= Source passage =
When writing into an output buffer, encoding_rs makes sure that the code unit sequence for a character is never split across output buffer boundaries. This may result in wasted space at the end of an output buffer, but the advantages are that the output side of both decoders and encoders is greatly simplified compared to designs that attempt to fill output buffers exactly even when that entails splitting a code unit sequence and when encoding_rs methods return to the caller, the output produces thus far is always valid taken as whole. (In the case of encoding to ISO-2022-JP, the output needs to be considered as a whole, because the latest output buffer taken alone might not be valid taken alone if the transition away from the ASCII state occurred in an earlier output buffer. However, since the ISO-2022-JP decoder doesn't treat streams that don't end in the ASCII state as being in error despite the encoder generating a transition to the ASCII state at the end, the claim about the partial output taken as a whole being valid is true even for ISO-2022-JP.)

Error Reporting

Based on experience gained with the java.nio.charset encoding converter API and with the Gecko uconv encoding converter API, the error reporting behaviors of encoding_rs are asymmetric: decoder errors include offsets that leave it up to the caller to extract the erroneous bytes from the input stream if the caller wishes to do so but encoder errors provide the code point associated with the error without requiring the caller to extract it from the input on its own.

On the encoder side, an error is always triggered by the most recently pushed Unicode scalar, which makes it simple to pass the char to the caller. Also, it's very typical for the caller to wish to do something with this data: generate a numeric escape for the character. Additionally, the ISO-2022-JP encoder reports U+FFFD instead of the actual input character in certain cases, so requiring the caller to extract the character from the input buffer would require the caller to handle ISO-2022-JP details. Furthermore, requiring the caller to extract the character from the input buffer would require the caller to implement UTF-8 or UTF-16 math, which is the job of an encoding conversion library.

On the decoder side, errors are triggered in more complex ways. For example, when decoding the sequence ESC, '$', buffer boundary, 'A' as ISO-2022-JP, the ESC byte is in error, but this is discovered only after the buffer boundary when processing 'A'. Thus, the bytes in error might not be the ones most recently pushed to the decoder and the error might not even be in the current buffer.

Some encoding conversion APIs address the problem by not acknowledging trailing bytes of an input buffer as consumed if it's still possible for future bytes to cause the trailing bytes to be in error. This way, error reporting can always refer to the most recently pushed buffer. This has the problem that the caller of the API has to copy the unconsumed trailing bytes to the start of the next buffer before being able to fill the rest of the next buffer. This is annoying, error-prone and inefficient.

A possible solution would be making the decoder remember recently consumed bytes in order to be able to include a copy of the erroneous bytes when reporting an error. This has two problem: First, callers a rarely interested in the erroneous bytes, so attempts to identify them are most often just overhead anyway. Second, the rare applications that are interested typically care about the location of the error in the input stream.

To keep the API convenient for common uses and the overhead low while making it possible to develop applications, such as HTML validators, that care about which bytes were in error, encoding_rs reports the length of the erroneous sequence and the number of bytes consumed after the erroneous sequence. As long as the caller doesn't discard the 6 most recent bytes, this makes it possible for callers that care about the erroneous bytes to locate them.

= Supplied data =
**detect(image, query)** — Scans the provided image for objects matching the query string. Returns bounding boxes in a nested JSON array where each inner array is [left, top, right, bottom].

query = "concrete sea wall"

= What to do =
• a. For each statement, say whether the passage about encoding_rs agrees with it (yes or no), and quote the words from the passage that settle it.
(i) encoding_rs never splits the code unit sequence for a character across output buffer boundaries.
(ii) When encoding fails, the caller has to pull the problem character out of the input on its own.
(iii) encoding_rs handles decoder errors by leaving trailing input bytes unconsumed.
• b. Pick up the passage about encoding_rs after its last sentence and write the next part.
The listing has nothing to do with the passage about encoding_rs.

= Results for the exercise =
• a.
(i) Yes: "encoding_rs makes sure that the code unit sequence for a character is never split across output buffer boundaries"
(ii) No: "encoder errors provide the code point associated with the error without requiring the caller to extract it from the input on its own"
(iii) No: "encoding_rs reports the length of the erroneous sequence and the number of bytes consumed after the erroneous sequence"

• b.
No Convenience API for Custom Replacements

The Web Platform and, therefore, the Encoding Standard supports only one error recovery mode for decoders and only one error recovery mode for encoders. The supported error recovery mode for decoders is emitting the REPLACEMENT CHARACTER on error. The supported error recovery mode for encoders is emitting an HTML decimal numeric character reference for unmappable characters.

Since encoding_rs is Web-focused, these are the only error recovery modes for which convenient support is provided. Moreover, on the decoder side, there aren't really good alternatives for emitting the REPLACEMENT CHARACTER on error (other than treating errors as fatal). In particular, simply ignoring errors is a security problem, so it would be a bad idea for encoding_rs to provide a mode that encouraged callers to ignore errors.

On the encoder side, there are plausible alternatives for HTML decimal numeric character references. For example, when outputting CSS, CSS-style escapes would seem to make sense. However, instead of facilitating the output of CSS, JS, etc. in non-UTF-8 encodings, encoding_rs takes the design position that you shouldn't generate output in encodings other than UTF-8, except where backward compatibility with interacting with the legacy Web requires it. The legacy Web requires it only when parsing the query strings of URLs and when submitting forms, and those two both use HTML decimal numeric character references.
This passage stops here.